Joanne Cassar SG (1981 - ) hairdresser, activist

Cassar, a hairdresser resident in Cospicua, Malta, achieved transgender surgery in January 2005. In June 2006 she successfully applied under Article 257A of the Maltese Civil Code and her sex and name were changed on her birth certificate.

Subsequently Joanne and her boyfriend, T. applied for a marriage licence. However they were refused in that the Marriage Act prohibited unions between persons of the same gender.

Joanne sued and in February 2007, a Justice noted that the proposed union did not contravene any provision of the Marriage Act. He upheld her request and ordered the director of Public Registry to issue the marriage banns. The marriage registry appealed. In May 2008, another Justice observed that Maltese Law offered no legal definition of either gender, but took into account an affidavit by the former chairman of the parliamentary bio-ethics committee, Dr Michael Axiak, who wrote: "after gender reassignment therapy, a person will have remained of the same sex as before the operation".

In 2010 Joanne was assaulted and had her bag stolen as she left the dance floor at a carnival party. She was frequently insulted and pushed around by strangers.  

Joanne then opened a case in the First Hall of the Civil Court in its constitutional jurisdiction, claiming a breach of human rights. She won in April 2011, but then lost on appeal a month later.

Joanne, at some financial cost filed a case against Malta in the European Court of Human Rights in Strasbourg. The then Attorney General filed submissions arguing that the reassigned gender on Cassar's State-issued identity card was intended only to "spare her embarrassment", and was not meant to entitle Cassar to legal privileges associated with the female gender.

The Maltese General Election of 2013 returned the Labour Party after 15 years of rule by the Nationalist Party.

The new government then relinquished the case in the European Court and presented amendments to the Civil Code under which transgender people re now considered as individuals of the acquired sex with full rights, including the right to marry. Furthermore Joanna Cassar was awarded compensation and also honoured by being accepted into the Xirka Ġieħ ir-Repubblika Society which is limited to 20 members.
◆ ◆ ◆
EXERCISE REQUIREMENTS:
A - Answer these questions from the Joanne Cassar text, each on its own line:
(i) In what month and year did Cassar undergo transgender surgery?
(ii) Who wrote the affidavit that the second Justice took into account?
(iii) How many members is the Xirka Ġieħ ir-Repubblika Society limited to?
B - Which dates in the Joanne Cassar text give both a named month and a year? List every one.
C - Extract the passage of the Joanne Cassar text starting with "Joanne then opened" and going on through "the female gender.".
The records play no part in these tasks.

DATA EXCERPTS:
◆ ◆ ◆
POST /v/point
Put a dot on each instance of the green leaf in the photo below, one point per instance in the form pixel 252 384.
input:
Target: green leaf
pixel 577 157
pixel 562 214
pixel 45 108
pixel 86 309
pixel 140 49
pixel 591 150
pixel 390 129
◆ ◆ ◆
RESPONSES BY ITEM NUMBER:
A -
(i) January 2005
(ii) Dr Michael Axiak
(iii) 20

B -
January 2005
June 2006
February 2007
May 2008
April 2011

C -
Joanne then opened a case in the First Hall of the Civil Court in its constitutional jurisdiction, claiming a breach of human rights. She won in April 2011, but then lost on appeal a month later.

Joanne, at some financial cost filed a case against Malta in the European Court of Human Rights in Strasbourg. The then Attorney General filed submissions arguing that the reassigned gender on Cassar's State-issued identity card was intended only to "spare her embarrassment", and was not meant to entitle Cassar to legal privileges associated with the female gender.